Objective: Each entry in the listing below should be restated word for word.

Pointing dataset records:
>>>>>
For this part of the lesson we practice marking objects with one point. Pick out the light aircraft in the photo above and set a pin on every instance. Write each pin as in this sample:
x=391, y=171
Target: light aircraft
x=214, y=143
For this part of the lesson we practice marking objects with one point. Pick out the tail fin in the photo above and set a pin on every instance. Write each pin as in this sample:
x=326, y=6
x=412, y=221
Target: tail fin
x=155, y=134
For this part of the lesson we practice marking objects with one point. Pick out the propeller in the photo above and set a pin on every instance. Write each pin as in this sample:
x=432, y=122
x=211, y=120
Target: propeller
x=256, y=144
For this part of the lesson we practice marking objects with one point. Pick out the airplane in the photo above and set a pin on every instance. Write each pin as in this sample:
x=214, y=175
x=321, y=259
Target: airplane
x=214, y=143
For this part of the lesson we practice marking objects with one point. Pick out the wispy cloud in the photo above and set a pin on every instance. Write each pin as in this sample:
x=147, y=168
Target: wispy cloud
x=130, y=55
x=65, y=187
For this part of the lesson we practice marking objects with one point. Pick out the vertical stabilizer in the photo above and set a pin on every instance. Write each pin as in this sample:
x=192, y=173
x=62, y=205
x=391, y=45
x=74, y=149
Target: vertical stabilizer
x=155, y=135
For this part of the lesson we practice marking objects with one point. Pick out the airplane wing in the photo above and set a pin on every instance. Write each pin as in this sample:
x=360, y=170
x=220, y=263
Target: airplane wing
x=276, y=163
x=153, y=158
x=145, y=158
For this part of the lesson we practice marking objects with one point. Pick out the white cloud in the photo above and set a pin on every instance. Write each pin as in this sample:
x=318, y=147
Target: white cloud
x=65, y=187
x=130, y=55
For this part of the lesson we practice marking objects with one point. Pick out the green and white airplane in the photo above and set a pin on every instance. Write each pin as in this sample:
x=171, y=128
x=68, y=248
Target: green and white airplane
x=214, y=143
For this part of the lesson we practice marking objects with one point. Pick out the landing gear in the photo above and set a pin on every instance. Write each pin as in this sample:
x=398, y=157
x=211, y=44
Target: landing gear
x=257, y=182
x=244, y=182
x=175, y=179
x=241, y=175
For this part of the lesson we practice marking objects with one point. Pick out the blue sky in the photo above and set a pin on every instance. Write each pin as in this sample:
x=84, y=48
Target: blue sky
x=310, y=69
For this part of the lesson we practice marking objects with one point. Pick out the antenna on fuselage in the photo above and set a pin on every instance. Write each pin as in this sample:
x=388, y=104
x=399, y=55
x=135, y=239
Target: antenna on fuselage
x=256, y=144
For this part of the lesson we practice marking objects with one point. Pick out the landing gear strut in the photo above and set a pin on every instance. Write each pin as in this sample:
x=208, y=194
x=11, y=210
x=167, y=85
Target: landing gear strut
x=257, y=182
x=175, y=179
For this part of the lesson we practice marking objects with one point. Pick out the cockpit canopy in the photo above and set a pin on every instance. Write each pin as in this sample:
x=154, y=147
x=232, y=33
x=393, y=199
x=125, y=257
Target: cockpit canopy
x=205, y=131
<<<<<
Worked answer:
For this part of the lesson we practice marking objects with one point. Pick out the light aircraft in the photo above and set a pin on every instance. Write each pin as in this sample:
x=391, y=171
Target: light aircraft
x=214, y=143
For this part of the lesson we practice marking objects with one point. Pick out the tail fin in the photo above and set a pin on every instance. Write each pin as in this sample:
x=326, y=6
x=412, y=221
Target: tail fin
x=155, y=134
For this part of the lesson we practice marking objects with one point. Pick out the propeller in the photo above and set a pin on every instance. Write each pin as in this sample:
x=432, y=122
x=211, y=120
Target: propeller
x=256, y=144
For this part of the lesson we practice marking objects with one point. Pick out the airplane in the photo above and set a pin on every instance. Write each pin as in this sample:
x=214, y=175
x=321, y=259
Target: airplane
x=214, y=143
For this part of the lesson we practice marking objects with one point. Pick out the wispy cloud in the photo above and set a pin on every instance. Write each pin as in this sample:
x=147, y=168
Target: wispy cloud
x=130, y=55
x=65, y=187
For this part of the lesson we practice marking objects with one point. Pick out the vertical stabilizer in the photo above and set a pin on every instance. Write each pin as in this sample:
x=192, y=173
x=62, y=205
x=391, y=45
x=74, y=149
Target: vertical stabilizer
x=155, y=135
For this part of the lesson we practice marking objects with one point. Pick out the airplane wing in the photo above and set a pin on every instance. Write each pin as in this sample:
x=360, y=170
x=220, y=263
Target: airplane wing
x=276, y=163
x=153, y=158
x=145, y=158
For this part of the lesson we practice marking objects with one point. Pick out the white cloud in the photo above and set a pin on every instance. Write each pin as in this sample:
x=318, y=147
Target: white cloud
x=65, y=187
x=130, y=55
For this part of the lesson we practice marking objects with one point. Pick out the green and white airplane in the photo above and set a pin on every instance. Write each pin as in this sample:
x=171, y=128
x=68, y=248
Target: green and white airplane
x=214, y=143
For this part of the lesson we practice marking objects with one point. Pick out the landing gear in the photo above and set a pin on every instance. Write each pin as in this sample:
x=398, y=157
x=211, y=44
Target: landing gear
x=257, y=182
x=244, y=182
x=175, y=179
x=241, y=175
For this part of the lesson we practice marking objects with one point. Pick out the blue sky in the photo above and set a pin on every instance. Write each pin as in this sample:
x=84, y=48
Target: blue sky
x=310, y=69
For this part of the lesson we practice marking objects with one point. Pick out the antenna on fuselage in the photo above and set a pin on every instance. Write each pin as in this sample:
x=388, y=104
x=399, y=55
x=135, y=239
Target: antenna on fuselage
x=256, y=144
For this part of the lesson we practice marking objects with one point. Pick out the landing gear strut in the photo above and set a pin on every instance. Write each pin as in this sample:
x=208, y=194
x=11, y=210
x=167, y=85
Target: landing gear strut
x=257, y=182
x=175, y=179
For this part of the lesson we practice marking objects with one point. Pick out the cockpit canopy in the photo above and set a pin on every instance. Write each pin as in this sample:
x=154, y=147
x=232, y=33
x=393, y=199
x=125, y=257
Target: cockpit canopy
x=205, y=131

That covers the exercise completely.